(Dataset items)
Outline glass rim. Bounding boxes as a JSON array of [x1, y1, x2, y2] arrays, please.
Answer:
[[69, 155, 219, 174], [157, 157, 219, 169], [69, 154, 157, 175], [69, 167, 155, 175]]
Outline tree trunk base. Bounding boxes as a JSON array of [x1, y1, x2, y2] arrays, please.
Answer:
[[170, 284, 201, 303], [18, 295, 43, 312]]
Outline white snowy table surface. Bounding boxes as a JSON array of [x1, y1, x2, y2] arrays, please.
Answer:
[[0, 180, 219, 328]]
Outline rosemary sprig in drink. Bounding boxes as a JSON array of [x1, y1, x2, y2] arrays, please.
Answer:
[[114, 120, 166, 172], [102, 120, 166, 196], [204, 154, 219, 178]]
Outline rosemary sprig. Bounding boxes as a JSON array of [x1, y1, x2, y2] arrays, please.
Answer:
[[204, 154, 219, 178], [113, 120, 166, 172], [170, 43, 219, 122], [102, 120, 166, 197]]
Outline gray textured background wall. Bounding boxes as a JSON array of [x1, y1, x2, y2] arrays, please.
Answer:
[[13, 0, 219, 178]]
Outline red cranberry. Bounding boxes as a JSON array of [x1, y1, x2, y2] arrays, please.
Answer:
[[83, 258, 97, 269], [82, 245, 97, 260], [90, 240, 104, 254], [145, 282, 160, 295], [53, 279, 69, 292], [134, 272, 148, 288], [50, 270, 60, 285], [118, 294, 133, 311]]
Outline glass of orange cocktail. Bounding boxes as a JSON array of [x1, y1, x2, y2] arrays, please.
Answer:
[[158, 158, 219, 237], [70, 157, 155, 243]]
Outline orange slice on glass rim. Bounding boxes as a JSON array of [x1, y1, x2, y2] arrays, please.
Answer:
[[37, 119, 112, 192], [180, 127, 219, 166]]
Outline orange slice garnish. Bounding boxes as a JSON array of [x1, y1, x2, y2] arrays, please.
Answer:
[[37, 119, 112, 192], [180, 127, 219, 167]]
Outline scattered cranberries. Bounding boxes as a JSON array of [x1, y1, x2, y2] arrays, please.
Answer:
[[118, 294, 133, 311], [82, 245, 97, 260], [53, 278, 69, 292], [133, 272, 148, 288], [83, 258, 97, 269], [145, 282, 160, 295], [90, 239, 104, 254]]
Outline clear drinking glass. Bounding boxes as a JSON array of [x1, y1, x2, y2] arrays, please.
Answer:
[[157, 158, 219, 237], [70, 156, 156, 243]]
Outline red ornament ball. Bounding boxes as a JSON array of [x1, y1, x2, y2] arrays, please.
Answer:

• _What to produce_:
Lines in the records above that carry the word "rosemary" are to be located and copied.

• _Result below_:
Outline rosemary sprig in drink. Bounding boxes as a JSON array of [x1, y1, x2, y2] arrays, please.
Outline rosemary sprig. Bounding boxes as a JSON array of [x1, y1, x2, y2] arrays, please.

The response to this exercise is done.